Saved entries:
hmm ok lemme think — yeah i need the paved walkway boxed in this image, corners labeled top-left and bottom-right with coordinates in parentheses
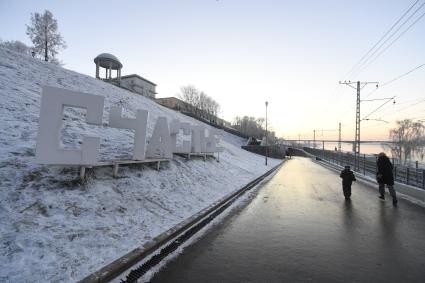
top-left (149, 157), bottom-right (425, 282)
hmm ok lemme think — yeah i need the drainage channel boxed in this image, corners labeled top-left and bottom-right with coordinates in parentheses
top-left (79, 162), bottom-right (282, 283)
top-left (121, 163), bottom-right (282, 282)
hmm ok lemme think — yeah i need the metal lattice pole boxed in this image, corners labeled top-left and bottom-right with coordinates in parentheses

_About this task_
Output nothing but the records above, word for word, with the pictures removed.

_Answer for this exercise_
hmm ok lemme think — yeah i need the paved walkway boxed in this image, corners labeled top-left and bottom-right with coordinates in parentheses
top-left (149, 157), bottom-right (425, 282)
hmm ok lemme think — yeah i need the drainage channel boxed in this image, corners labeled top-left and bottom-right with coordinates in parentheses
top-left (79, 162), bottom-right (282, 283)
top-left (121, 163), bottom-right (282, 282)
hmm ok lemme think — yeah i need the metal lattice pole boxed in this image, corners labeled top-left and bottom-right with coordinates in parentheses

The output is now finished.